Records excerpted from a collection
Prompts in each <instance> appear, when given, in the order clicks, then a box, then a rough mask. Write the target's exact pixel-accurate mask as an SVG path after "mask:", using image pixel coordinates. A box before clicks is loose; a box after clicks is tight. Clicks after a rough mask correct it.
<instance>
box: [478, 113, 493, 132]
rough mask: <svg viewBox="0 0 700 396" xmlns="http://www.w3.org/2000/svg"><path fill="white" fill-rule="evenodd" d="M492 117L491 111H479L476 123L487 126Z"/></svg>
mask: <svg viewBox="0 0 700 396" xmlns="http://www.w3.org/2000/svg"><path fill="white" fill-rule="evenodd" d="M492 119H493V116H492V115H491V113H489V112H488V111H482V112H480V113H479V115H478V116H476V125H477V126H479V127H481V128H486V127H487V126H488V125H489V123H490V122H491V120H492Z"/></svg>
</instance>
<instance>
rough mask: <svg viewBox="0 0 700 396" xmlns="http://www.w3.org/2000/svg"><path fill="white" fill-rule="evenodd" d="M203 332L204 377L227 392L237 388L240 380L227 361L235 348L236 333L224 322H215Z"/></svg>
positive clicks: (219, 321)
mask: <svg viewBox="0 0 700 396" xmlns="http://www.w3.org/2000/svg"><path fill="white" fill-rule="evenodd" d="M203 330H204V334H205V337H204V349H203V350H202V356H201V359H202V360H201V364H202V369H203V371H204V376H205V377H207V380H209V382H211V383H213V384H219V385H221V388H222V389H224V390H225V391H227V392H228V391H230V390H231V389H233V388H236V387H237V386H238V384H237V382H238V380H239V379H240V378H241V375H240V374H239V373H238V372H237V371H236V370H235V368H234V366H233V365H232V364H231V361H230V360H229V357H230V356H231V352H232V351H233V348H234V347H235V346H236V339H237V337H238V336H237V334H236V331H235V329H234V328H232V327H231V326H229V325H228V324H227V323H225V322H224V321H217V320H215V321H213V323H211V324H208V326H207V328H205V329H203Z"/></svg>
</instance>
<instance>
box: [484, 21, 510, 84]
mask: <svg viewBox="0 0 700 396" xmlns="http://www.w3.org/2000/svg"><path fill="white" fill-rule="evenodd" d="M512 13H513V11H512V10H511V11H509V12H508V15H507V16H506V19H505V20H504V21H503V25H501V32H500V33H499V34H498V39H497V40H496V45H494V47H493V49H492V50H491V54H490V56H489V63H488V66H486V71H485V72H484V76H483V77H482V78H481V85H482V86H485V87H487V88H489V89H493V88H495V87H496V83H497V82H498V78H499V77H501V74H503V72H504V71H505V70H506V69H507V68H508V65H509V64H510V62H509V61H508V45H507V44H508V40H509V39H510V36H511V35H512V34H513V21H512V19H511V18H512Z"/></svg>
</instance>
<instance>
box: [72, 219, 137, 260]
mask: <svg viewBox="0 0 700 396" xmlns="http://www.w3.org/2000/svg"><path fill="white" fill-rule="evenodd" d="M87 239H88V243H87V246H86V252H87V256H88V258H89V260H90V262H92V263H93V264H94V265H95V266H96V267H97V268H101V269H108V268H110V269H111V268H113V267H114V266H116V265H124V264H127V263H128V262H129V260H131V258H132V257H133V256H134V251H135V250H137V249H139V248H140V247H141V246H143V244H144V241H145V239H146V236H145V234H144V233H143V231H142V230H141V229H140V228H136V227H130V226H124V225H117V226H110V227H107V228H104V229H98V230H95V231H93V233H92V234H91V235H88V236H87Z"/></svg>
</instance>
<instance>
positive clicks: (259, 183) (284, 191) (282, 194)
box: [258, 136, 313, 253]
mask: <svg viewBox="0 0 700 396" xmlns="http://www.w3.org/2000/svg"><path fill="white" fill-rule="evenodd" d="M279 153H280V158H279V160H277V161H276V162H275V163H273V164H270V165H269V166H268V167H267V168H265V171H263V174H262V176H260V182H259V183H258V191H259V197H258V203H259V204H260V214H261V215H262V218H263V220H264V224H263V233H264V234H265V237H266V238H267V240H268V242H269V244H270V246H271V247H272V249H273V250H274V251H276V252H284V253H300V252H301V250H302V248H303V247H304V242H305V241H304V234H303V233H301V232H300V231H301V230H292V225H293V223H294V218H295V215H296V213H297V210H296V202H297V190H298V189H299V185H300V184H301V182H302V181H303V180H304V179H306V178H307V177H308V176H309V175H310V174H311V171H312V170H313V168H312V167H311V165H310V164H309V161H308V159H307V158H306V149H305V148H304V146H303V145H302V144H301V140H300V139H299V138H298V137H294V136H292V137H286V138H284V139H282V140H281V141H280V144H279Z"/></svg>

### Exercise directions
Copying word for word, give each line of the data above from the first one through the line containing "box: [478, 113, 493, 132]", and nothing else.

### Response area
Prompts in each <instance> appear, when given, in the order clicks, then a box, then a rough mask. Write the target's exact pixel-accurate mask as an SVG path after "mask:", using image pixel coordinates. A box before clicks is loose; a box after clicks is tight. Clicks after a rough mask correct it.
<instance>
box: [478, 113, 493, 132]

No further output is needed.